What this exercise asks.
**a)** For the Eprex passage, decide whether each statement agrees with it: (i) Polysorbate 80 took the place of human serum albumin in Eprex. (ii) Epogen is marketed by Roche. (iii) The estimated incidence of PRCA was higher for Eprex without HSA than for Eprex with HSA. Answer yes or no for each, quoting the deciding words of the text.
**b)** Write out the Eprex passage from "A European Union-mandated" to "of the problem.", without changing a word.

A European Union-mandated formulation change--intended to increase the safety of Johnson & Johnson's Eprex (injected erythropoietin)--appears to have caused a 10- to 20-fold increase in the incidence of a rare but serious complication among recipients of the drug. Recent reports describe the origin of the adverse reactions and the detective work that found and fixed the source of the problem.
In 1998, the EU directed Johnson & Johnson (J&J, New Brunswick, NJ, www.jnj.com) to stop using human serum albumin (HSA) as a stabilizer in Eprex, the recombinant erythropoietin (EPO, a red blood cell growth factor) sold outside the United States. Polysorbate 80 replaced HSA in the formulation.
Over the next six years, dialysis centers, first in France and then world-wide, began to notice an increased rate of a serious anemia--pure red-cell aplasia (PRCA)--among patients receiving Eprex. The initial reports included 13 patients (11 receiving Eprex and two receiving NeoRecormon, an erythropoietin beta marketed by Roche). Further investigation--reported in the 30 September New England Journal of Medicine (1) by a team of researchers from the Jesse Brown Veterans Affairs Medical Center (Chicago, IL), Northwestern University (Chicago, IL), Inserm (Paris), and several other institutions in the US and Western Europe--turned up 191 cases of PRCA with onset between January 1998 and April 2004: 175 associated with Eprex, 11 with NeoRecormon, and 5 with Epogen, the HSA-containing erythropoietin marketed by Amgen (Thousand Oaks, CA). Incidence of drug-associated PRCA was similar from region to region, so most of the cases appeared in the largest markets: France, Canada, the UK, and Spain. The researchers estimated exposure-adjusted incidence of PRCA per 100,000 patient years as follows: Eprex without HSA, 18; Eprex with HSA, 6; NeoRecormon, 1; Epogen, 0.2.

Information.
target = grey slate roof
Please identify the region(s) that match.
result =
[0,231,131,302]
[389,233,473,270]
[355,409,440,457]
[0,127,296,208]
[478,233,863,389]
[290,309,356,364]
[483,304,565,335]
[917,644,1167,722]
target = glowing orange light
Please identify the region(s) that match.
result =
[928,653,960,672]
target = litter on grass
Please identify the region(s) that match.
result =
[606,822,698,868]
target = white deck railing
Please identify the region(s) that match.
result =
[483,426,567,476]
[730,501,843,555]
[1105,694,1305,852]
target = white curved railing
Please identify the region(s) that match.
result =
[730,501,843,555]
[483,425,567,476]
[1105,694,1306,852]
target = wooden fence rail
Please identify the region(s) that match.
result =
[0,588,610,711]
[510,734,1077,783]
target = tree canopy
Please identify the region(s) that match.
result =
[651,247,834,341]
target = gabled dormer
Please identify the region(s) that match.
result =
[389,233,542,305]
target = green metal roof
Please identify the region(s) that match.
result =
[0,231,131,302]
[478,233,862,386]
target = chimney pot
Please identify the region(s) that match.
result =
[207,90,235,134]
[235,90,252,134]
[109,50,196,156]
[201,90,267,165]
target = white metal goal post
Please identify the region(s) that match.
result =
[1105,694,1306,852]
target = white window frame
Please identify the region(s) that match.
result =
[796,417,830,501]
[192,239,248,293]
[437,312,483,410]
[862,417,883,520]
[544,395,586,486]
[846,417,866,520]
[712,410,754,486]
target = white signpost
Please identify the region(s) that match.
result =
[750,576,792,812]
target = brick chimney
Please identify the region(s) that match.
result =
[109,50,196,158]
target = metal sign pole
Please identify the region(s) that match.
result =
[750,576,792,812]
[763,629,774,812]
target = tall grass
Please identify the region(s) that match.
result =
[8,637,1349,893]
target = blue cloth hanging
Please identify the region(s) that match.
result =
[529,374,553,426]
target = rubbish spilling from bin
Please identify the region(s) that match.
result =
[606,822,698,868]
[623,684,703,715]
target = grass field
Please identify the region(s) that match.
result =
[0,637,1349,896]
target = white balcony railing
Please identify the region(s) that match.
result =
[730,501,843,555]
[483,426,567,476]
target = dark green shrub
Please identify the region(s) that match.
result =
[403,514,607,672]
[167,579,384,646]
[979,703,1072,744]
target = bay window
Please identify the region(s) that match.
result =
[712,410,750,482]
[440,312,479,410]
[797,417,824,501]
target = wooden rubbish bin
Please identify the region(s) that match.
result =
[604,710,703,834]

Solutions in order.
**a)**
(i) Yes: "Polysorbate 80 replaced HSA in the formulation."
(ii) No: "Epogen, the HSA-containing erythropoietin marketed by Amgen"
(iii) Yes: "Eprex without HSA, 18; Eprex with HSA, 6"

**b)**
A European Union-mandated formulation change--intended to increase the safety of Johnson & Johnson's Eprex (injected erythropoietin)--appears to have caused a 10- to 20-fold increase in the incidence of a rare but serious complication among recipients of the drug. Recent reports describe the origin of the adverse reactions and the detective work that found and fixed the source of the problem.